# START OF Selected excerpt

Are you a One-Boxer or a Two-Boxer?

You beat me to it. It’s the only way the premises hold. The only guy who ever sees $1M1K there is the guy who would pick only one box, regardless. The 2-box strategists wrongly claim that this guy’s strategy is wrong, but in doing so, they’re merely challenging the hypothesis.

Of course, it’s quite possibly that the hypothesis is logically inconsistent from the get-go. If it is, then of course anything can follow: from a contridiction you can prove anything. So the question is this: is the ability to predict the future a logical fallacy a-prior? I don’t think this thought experiment is the best one to illustrate that issue, though admittedly it raises it.

I can predict that the sun will rise tomorrow with the same success rate that the Predictor can pick a one or two boxer. Is it a logical fallacy to say that I am able to predict a thing with such certainty?

All the hypo does is up the stakes. The Predictor is so good at human psychological analysis that he can pick what you will choose at the moment of truth. It’s only a variant in degrees, not a contradiction or a paradox.

Really? You walk on stage, see both boxes filled, and you still tell yourself “I’m free to, five seconds from now, pick either one box or both boxes”?

Well, in that case, why aren’t you taking both?

Your answer: “If I was taking both, the money wouldn’t be there!” Then the decision has already been made, in the future, and you know what you’re going to do based on information from the future.

So you say, “Fine, dammit, but I’ll pick box B anyway, because that’s what will give me the highest payout, even if it doesn’t make any sense”. Now logic no longer works as a method for finding the highest payout.

Fourth option: You give up, grab both boxes, and make off with the full amount. Then the prediction was just wrong, which fights the hypo.

Still same problem, same paradox, only now you’re acting as both contestant and predictor rolled into one.

No, that is clearly not a logical fallacy. We can predict lots of shit with near 100% accuracy. That’s part of the reason why this problem is such a pain in the ass.

# END OF Selected excerpt
# START OF Data block

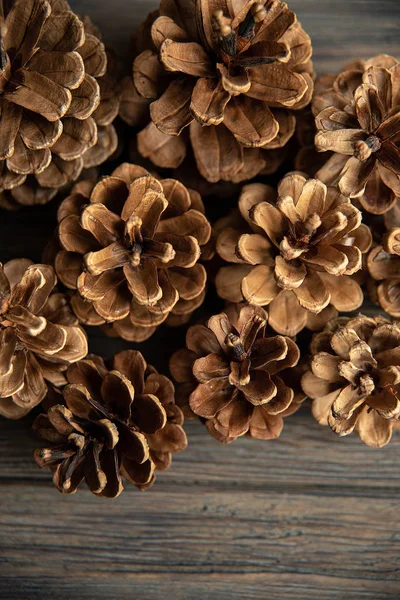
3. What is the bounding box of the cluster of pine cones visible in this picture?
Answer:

# END OF Data block

== Set problem A ==
Which sentences in the one-box/two-box discussion above end with a question mark? List each one in full.
== Set problem B ==
Retype the part of the one-box/two-box discussion that opens with the words containing "Really? You walk" and closes with "rolled into one.".

== Problem solution A ==
1. Are you a One-Boxer or a Two-Boxer?
2. So the question is this: is the ability to predict the future a logical fallacy a-prior?
3. Is it a logical fallacy to say that I am able to predict a thing with such certainty?
4. Really?
5. You walk on stage, see both boxes filled, and you still tell yourself “I’m free to, five seconds from now, pick either one box or both boxes”?
6. Well, in that case, why aren’t you taking both?

== Problem solution B ==
Really? You walk on stage, see both boxes filled, and you still tell yourself “I’m free to, five seconds from now, pick either one box or both boxes”?

Well, in that case, why aren’t you taking both?

Your answer: “If I was taking both, the money wouldn’t be there!” Then the decision has already been made, in the future, and you know what you’re going to do based on information from the future.

So you say, “Fine, dammit, but I’ll pick box B anyway, because that’s what will give me the highest payout, even if it doesn’t make any sense”. Now logic no longer works as a method for finding the highest payout.

Fourth option: You give up, grab both boxes, and make off with the full amount. Then the prediction was just wrong, which fights the hypo.

Still same problem, same paradox, only now you’re acting as both contestant and predictor rolled into one.